(DATA FOR THIS EXERCISE Opens)
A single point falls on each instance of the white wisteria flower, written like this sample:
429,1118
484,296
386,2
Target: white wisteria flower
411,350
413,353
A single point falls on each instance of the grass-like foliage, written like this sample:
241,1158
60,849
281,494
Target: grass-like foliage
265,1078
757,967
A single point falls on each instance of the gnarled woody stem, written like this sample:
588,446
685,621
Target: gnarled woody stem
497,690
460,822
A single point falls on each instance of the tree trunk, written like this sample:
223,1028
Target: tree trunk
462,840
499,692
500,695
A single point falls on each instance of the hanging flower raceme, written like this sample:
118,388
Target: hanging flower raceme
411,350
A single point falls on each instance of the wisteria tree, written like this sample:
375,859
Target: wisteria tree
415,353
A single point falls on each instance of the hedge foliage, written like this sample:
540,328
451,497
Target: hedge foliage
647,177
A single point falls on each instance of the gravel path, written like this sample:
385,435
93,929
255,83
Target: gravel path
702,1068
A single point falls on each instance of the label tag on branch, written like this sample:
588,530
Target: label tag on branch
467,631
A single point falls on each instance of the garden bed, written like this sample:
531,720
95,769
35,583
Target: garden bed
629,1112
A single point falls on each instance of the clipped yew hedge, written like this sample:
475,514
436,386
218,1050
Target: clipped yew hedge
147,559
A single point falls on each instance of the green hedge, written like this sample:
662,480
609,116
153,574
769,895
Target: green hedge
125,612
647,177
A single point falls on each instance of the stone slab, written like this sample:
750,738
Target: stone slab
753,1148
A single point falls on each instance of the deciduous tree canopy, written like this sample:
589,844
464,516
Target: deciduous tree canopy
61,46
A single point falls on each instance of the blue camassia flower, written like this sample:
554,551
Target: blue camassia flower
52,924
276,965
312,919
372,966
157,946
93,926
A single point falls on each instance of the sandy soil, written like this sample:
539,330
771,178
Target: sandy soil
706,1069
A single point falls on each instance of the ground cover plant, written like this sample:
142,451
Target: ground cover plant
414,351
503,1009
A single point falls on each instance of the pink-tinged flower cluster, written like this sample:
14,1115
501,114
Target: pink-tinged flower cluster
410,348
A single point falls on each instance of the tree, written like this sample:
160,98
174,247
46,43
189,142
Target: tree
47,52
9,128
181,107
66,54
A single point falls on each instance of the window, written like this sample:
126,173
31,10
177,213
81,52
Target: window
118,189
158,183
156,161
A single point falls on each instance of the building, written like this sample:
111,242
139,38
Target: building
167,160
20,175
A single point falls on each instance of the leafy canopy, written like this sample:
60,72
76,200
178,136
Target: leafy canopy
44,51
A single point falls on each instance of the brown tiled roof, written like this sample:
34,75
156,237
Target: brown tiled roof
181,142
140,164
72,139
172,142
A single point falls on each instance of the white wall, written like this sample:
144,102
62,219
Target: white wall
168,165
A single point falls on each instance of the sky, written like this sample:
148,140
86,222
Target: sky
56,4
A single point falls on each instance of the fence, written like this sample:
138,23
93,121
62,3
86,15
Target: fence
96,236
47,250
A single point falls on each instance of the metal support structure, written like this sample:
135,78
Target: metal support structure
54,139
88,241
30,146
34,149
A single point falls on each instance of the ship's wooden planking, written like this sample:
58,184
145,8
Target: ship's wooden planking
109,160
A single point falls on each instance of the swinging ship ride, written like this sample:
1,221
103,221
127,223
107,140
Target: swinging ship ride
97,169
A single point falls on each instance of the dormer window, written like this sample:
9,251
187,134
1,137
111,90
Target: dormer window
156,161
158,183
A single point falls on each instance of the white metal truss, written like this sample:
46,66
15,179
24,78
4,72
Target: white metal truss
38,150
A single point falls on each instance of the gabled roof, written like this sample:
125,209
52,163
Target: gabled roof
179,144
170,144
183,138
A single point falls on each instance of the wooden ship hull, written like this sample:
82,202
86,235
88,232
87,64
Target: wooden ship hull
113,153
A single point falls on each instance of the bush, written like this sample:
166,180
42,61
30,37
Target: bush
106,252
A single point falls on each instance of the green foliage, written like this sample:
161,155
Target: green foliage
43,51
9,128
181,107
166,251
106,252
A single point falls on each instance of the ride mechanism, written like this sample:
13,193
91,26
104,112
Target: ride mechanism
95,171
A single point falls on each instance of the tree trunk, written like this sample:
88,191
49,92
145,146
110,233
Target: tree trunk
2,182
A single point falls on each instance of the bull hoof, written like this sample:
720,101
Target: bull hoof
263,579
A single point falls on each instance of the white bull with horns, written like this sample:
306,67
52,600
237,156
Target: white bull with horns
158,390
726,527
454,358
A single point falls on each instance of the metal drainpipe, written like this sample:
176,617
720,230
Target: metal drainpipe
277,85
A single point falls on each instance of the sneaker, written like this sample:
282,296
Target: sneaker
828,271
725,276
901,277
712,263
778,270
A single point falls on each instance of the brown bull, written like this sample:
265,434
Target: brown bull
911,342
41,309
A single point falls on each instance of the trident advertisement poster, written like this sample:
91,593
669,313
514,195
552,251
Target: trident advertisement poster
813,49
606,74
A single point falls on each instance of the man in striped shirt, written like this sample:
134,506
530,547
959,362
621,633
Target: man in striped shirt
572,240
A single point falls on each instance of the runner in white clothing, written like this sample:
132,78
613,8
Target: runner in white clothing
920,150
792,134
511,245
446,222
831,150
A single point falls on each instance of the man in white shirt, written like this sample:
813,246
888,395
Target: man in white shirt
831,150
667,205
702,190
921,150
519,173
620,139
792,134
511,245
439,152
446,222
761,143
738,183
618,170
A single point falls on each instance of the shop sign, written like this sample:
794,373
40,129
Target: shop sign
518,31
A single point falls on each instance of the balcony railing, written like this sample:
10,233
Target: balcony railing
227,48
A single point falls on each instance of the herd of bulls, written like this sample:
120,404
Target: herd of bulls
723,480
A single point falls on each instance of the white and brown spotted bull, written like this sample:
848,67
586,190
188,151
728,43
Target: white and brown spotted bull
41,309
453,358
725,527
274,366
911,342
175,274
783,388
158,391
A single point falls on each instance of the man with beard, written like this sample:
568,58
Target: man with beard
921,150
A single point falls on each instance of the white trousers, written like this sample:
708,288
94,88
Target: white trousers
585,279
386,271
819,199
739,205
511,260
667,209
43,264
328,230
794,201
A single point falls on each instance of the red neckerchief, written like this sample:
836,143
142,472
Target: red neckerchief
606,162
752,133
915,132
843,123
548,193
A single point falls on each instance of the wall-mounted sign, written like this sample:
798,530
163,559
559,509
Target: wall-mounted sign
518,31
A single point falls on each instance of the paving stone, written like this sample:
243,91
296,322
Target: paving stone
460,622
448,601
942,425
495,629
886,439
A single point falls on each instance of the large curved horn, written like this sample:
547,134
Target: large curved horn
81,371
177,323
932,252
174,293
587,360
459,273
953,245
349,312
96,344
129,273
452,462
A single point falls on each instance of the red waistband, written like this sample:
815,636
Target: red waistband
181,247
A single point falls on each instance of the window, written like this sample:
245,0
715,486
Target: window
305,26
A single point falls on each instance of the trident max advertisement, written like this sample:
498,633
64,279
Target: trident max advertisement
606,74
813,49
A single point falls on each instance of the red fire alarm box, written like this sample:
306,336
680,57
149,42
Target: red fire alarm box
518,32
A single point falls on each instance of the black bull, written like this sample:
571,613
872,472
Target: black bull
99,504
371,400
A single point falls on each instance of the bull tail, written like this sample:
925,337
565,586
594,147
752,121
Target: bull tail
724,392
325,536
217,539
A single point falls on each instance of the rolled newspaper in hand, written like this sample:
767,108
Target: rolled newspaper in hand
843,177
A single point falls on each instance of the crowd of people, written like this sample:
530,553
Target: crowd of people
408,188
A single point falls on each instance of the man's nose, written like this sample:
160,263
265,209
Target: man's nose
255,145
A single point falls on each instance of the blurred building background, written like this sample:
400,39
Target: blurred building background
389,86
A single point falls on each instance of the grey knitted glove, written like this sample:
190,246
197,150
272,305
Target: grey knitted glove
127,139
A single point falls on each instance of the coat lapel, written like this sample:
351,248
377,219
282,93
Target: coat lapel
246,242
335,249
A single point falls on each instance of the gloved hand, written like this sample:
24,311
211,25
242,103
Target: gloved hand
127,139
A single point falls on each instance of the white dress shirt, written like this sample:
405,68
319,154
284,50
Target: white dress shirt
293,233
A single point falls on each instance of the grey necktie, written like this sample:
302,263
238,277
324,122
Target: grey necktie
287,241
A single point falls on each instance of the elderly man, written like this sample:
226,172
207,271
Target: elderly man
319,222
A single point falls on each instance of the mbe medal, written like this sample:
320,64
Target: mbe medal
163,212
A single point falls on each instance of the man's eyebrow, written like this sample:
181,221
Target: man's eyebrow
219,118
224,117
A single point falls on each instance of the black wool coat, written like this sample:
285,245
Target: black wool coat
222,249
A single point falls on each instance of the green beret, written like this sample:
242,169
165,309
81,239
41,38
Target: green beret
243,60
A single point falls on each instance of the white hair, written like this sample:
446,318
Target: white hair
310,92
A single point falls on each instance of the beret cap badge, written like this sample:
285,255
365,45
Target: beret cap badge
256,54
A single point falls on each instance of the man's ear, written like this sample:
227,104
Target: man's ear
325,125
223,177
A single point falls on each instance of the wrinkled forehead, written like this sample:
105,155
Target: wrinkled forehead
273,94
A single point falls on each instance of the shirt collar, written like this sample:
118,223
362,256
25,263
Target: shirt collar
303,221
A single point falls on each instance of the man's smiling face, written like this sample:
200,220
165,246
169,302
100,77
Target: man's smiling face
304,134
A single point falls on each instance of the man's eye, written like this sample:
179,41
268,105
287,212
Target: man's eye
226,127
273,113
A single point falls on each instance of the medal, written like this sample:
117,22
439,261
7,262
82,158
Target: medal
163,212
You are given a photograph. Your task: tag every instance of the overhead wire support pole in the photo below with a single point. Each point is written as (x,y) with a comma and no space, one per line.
(DATA FOR THIS EXERCISE Closes)
== WHAT YOU WILL DO ==
Write out, please, only the lines from the one with "A single point falls on each instance of the shirt" through the last line above, both included and unchanged.

== EXERCISE RESPONSE ==
A single point falls on each instance of the shirt collar, written like this sample:
118,223
362,256
25,263
Target: shirt collar
303,221
A single point falls on each instance of the man's smiling face, written like this sample:
200,220
165,246
169,302
100,77
Target: man's smiling face
304,134
A single point falls on each instance of the man's eye, written like this sample:
179,41
268,105
287,212
Target: man's eye
226,127
273,113
A single point falls on each instance of the medal, written like this sample:
117,22
439,261
7,262
82,158
Target: medal
163,212
You are given a photograph. Your task: tag every instance of the overhead wire support pole in the photo below with a single point. Each point is written as (x,y) with a comma and no space, one per line.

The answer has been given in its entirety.